--- START OF INPUT FOR THIS TASK ---
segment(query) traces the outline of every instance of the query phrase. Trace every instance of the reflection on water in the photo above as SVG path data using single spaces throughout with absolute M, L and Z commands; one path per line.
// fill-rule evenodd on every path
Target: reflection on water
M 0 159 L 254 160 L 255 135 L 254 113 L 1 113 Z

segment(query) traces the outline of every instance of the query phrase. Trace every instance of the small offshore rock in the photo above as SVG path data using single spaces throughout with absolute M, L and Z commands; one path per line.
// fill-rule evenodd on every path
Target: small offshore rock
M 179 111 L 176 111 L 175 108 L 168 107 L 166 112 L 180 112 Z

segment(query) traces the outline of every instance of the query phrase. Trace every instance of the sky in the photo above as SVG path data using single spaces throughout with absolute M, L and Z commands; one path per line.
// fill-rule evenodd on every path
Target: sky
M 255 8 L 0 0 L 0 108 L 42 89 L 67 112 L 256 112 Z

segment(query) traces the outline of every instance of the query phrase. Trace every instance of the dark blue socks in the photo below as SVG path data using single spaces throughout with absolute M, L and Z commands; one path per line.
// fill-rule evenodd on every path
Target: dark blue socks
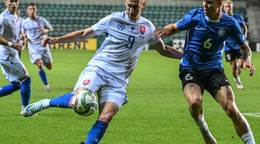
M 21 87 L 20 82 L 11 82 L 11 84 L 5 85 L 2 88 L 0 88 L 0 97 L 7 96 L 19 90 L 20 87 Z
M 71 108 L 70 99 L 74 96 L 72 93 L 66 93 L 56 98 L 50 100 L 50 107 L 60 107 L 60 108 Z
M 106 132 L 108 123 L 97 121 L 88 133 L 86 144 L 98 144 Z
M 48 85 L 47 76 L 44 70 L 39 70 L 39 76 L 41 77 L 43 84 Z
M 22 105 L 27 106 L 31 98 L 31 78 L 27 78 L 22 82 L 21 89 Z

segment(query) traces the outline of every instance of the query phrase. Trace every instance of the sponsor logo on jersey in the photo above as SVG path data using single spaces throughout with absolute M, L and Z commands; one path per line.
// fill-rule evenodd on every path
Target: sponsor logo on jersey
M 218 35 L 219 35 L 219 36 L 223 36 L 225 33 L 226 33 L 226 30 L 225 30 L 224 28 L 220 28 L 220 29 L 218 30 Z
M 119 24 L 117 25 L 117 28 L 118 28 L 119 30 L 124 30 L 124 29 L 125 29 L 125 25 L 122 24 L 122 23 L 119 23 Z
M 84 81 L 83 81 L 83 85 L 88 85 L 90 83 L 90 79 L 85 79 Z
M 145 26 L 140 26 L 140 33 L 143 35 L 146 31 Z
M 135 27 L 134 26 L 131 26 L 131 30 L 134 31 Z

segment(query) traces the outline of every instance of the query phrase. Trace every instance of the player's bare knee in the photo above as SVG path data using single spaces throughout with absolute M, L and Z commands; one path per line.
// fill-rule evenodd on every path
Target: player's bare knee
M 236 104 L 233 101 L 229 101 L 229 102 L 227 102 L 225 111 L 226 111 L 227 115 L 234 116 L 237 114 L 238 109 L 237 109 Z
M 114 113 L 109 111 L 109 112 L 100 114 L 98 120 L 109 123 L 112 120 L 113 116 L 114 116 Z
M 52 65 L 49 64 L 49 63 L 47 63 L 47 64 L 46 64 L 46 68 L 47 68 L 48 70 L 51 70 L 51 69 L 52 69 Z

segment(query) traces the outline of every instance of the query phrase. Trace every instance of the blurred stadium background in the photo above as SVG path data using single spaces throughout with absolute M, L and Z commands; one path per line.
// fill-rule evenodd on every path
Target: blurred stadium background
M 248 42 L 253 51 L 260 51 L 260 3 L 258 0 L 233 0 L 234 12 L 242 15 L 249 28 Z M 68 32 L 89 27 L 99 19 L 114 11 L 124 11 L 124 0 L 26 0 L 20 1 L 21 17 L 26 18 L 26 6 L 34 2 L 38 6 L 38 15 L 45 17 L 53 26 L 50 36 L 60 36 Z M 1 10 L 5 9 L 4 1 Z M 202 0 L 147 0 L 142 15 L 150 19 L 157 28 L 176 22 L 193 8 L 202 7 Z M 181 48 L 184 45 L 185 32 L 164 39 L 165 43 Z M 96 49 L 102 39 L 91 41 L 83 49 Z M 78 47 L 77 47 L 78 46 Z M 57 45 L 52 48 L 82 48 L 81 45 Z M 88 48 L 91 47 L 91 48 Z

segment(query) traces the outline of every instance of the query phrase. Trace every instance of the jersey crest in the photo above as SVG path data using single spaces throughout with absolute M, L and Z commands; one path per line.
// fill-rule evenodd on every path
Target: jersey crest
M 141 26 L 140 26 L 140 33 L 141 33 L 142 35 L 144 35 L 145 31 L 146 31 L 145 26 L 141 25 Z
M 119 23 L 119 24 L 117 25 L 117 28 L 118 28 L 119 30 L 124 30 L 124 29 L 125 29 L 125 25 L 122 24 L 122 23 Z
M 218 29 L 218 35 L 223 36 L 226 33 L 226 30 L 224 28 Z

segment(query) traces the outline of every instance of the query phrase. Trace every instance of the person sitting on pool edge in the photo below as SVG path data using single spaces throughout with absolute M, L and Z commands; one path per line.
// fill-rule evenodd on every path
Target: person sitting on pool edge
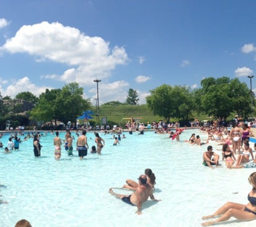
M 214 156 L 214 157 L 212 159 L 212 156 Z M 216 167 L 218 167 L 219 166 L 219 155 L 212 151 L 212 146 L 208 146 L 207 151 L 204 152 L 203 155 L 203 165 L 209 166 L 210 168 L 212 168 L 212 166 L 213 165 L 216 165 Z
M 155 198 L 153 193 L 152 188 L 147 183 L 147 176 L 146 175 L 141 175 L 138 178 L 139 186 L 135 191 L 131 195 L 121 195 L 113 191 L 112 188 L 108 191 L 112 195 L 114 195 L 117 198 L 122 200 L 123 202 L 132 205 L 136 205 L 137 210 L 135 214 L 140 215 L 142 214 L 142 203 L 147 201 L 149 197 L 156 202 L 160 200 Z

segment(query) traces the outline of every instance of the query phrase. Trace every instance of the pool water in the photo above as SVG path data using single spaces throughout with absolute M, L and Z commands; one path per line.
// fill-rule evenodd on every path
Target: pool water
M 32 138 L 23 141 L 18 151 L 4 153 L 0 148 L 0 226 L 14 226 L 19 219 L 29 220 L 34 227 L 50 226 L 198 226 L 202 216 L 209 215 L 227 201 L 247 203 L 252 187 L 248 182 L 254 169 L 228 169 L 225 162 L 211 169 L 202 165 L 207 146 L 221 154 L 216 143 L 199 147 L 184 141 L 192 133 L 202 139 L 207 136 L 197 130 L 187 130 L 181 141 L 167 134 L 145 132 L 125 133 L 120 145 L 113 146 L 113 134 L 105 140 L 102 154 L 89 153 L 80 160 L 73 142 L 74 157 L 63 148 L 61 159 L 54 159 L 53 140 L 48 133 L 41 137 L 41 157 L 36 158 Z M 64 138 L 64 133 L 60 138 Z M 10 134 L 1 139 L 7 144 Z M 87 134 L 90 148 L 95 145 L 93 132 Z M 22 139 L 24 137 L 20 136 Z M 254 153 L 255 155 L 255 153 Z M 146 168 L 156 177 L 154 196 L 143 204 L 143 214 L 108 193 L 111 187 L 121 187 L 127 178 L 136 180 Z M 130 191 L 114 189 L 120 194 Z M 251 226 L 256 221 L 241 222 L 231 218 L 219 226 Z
--- END OF INPUT FOR THIS TASK ---
--- START OF INPUT FOR THIS TASK ---
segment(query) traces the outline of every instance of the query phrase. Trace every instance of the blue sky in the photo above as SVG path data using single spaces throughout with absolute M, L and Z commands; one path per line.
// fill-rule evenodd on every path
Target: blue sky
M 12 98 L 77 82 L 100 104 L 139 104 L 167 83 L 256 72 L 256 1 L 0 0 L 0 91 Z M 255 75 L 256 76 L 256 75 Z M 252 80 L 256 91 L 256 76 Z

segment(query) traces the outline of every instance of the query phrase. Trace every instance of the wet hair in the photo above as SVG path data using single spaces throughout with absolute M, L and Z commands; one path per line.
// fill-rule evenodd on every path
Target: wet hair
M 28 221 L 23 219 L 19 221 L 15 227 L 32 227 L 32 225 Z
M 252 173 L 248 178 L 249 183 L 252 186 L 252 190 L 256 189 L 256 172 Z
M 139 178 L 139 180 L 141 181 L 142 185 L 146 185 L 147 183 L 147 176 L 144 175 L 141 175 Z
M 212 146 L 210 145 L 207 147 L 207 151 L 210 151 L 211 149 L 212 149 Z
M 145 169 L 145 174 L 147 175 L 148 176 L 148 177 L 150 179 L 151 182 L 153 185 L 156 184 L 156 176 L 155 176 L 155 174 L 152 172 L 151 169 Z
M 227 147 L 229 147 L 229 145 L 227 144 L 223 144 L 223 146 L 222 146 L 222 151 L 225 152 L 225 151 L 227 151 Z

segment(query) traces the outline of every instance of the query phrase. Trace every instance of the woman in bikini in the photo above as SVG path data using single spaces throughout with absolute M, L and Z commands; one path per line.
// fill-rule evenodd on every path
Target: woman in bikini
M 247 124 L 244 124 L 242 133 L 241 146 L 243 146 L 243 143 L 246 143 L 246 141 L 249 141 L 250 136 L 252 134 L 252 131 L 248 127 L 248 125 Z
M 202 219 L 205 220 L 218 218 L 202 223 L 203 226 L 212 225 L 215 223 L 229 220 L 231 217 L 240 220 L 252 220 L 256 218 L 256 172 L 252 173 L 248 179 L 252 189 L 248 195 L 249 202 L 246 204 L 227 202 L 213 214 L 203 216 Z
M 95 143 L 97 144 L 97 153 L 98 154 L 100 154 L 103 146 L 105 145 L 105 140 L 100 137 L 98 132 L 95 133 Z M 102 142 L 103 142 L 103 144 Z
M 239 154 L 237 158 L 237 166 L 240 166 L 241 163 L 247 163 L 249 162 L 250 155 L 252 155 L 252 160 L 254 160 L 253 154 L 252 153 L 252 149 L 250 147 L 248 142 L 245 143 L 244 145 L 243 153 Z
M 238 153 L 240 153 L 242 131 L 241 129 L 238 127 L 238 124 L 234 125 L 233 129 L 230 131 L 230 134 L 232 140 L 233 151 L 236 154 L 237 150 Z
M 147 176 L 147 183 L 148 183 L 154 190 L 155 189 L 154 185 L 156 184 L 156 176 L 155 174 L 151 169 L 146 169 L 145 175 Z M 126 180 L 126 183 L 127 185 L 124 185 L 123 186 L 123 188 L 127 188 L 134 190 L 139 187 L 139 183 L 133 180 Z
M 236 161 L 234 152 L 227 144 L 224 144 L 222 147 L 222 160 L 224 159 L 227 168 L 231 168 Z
--- END OF INPUT FOR THIS TASK ---
• EXERCISE AIM
Starting at the line that contains "instance of the sky" and ending at the line that contains "M 135 27 L 134", express that stretch of the material above as a JSON list of strings, one string per line, with blank lines dropped and the pictures left out.

• EXPECTED ANSWER
[
  "segment(query) traces the outline of every instance of the query phrase. Trace every instance of the sky in the photo above as SVG path data using single spaces throughout with absolute M, L and Z commands; one path per line.",
  "// fill-rule evenodd on every path",
  "Target: sky",
  "M 255 8 L 0 0 L 0 108 L 42 89 L 67 112 L 256 112 Z",
  "segment(query) traces the outline of every instance of the query phrase. Trace every instance of the dark blue socks in the photo below as SVG path data using single spaces throughout with absolute M, L and Z commands; one path per line.",
  "// fill-rule evenodd on every path",
  "Target: dark blue socks",
  "M 21 87 L 20 82 L 11 82 L 11 84 L 5 85 L 2 88 L 0 88 L 0 97 L 7 96 L 19 90 L 20 87 Z",
  "M 71 108 L 70 99 L 74 96 L 72 93 L 66 93 L 56 98 L 50 100 L 50 107 L 60 107 L 60 108 Z",
  "M 106 132 L 108 123 L 97 121 L 88 133 L 86 144 L 98 144 Z",
  "M 48 85 L 47 76 L 44 70 L 39 70 L 39 76 L 41 77 L 43 84 Z",
  "M 22 105 L 27 106 L 31 98 L 31 78 L 27 78 L 22 82 L 21 89 Z",
  "segment(query) traces the outline of every instance of the query phrase. Trace every instance of the sponsor logo on jersey in the photo above as SVG path data using single spaces throughout with absolute M, L and Z commands; one path per line.",
  "// fill-rule evenodd on every path",
  "Target: sponsor logo on jersey",
  "M 218 35 L 219 35 L 219 36 L 223 36 L 225 33 L 226 33 L 226 30 L 225 30 L 224 28 L 220 28 L 220 29 L 218 30 Z",
  "M 119 24 L 117 25 L 117 28 L 118 28 L 119 30 L 124 30 L 124 29 L 125 29 L 125 25 L 122 24 L 122 23 L 119 23 Z",
  "M 84 81 L 83 81 L 83 85 L 88 85 L 90 83 L 90 79 L 85 79 Z",
  "M 145 26 L 140 26 L 140 33 L 143 35 L 146 31 Z",
  "M 135 27 L 134 26 L 131 26 L 131 30 L 134 31 Z"
]